Required task = Retype the material below word for word, from the line containing "Target: black beanie hat" through its final line, including both of those lines.

·····

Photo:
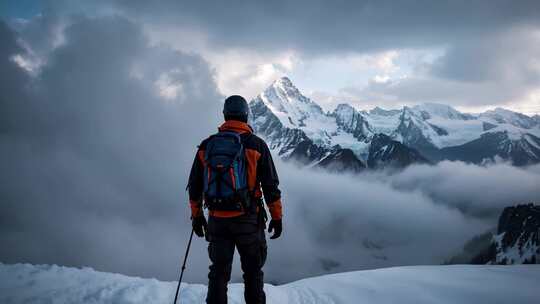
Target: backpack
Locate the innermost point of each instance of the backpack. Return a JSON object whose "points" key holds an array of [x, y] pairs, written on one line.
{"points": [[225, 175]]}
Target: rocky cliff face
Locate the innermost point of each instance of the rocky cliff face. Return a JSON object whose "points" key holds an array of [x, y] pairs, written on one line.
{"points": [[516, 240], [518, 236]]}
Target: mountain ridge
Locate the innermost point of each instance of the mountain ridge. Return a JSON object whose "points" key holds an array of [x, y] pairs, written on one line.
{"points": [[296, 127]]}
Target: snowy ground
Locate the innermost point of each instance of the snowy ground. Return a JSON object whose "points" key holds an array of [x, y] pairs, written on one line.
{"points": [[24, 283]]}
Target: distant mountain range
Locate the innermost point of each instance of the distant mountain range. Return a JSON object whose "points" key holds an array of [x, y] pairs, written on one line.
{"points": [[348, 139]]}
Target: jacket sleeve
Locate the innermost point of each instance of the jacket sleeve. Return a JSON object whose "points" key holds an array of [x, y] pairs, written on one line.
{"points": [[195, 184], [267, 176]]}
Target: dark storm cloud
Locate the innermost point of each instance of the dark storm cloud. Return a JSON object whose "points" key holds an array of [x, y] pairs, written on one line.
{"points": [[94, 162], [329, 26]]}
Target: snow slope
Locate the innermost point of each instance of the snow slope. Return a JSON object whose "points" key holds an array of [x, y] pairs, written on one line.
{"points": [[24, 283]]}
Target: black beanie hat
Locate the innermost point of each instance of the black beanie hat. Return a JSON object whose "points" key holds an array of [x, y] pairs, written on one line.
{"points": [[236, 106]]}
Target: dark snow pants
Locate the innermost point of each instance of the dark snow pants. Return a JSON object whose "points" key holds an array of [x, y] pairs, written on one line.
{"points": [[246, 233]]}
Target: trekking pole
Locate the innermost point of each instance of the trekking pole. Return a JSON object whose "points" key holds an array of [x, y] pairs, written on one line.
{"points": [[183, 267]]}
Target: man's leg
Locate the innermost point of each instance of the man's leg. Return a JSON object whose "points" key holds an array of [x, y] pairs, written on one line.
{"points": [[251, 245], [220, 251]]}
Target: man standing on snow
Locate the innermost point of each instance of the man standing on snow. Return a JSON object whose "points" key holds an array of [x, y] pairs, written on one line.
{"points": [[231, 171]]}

·····

Full solution =
Target: black beanie hat
Locate the innermost point of each instance of the black beanie hat. Return a JSON object whose "points" key holds an array of [x, y] pairs, written on one line.
{"points": [[236, 106]]}
Target: dark snow pants
Locate the innermost point of each instance of the dark snow pants. Return a JSON object whose "points" key holds an array of [x, y] pairs, written on one line.
{"points": [[246, 233]]}
Target: trekking pole
Locate the innermost point of each instance of the trekking pole. Return a JSON object whose "points" key holds an array of [x, y] pairs, written on one line.
{"points": [[183, 267]]}
Target: man's leg
Locate the innermost point of each instance of the man's leg. Return a JSON object whose "points" key holds an array of [x, y] pairs, written on one line.
{"points": [[251, 245], [220, 251]]}
Target: man standing on snow
Locate the innermost point of each instance of the man standing on snow. Return a JSON object whose "points" key holds an array of [x, y] pairs, written on one line.
{"points": [[231, 171]]}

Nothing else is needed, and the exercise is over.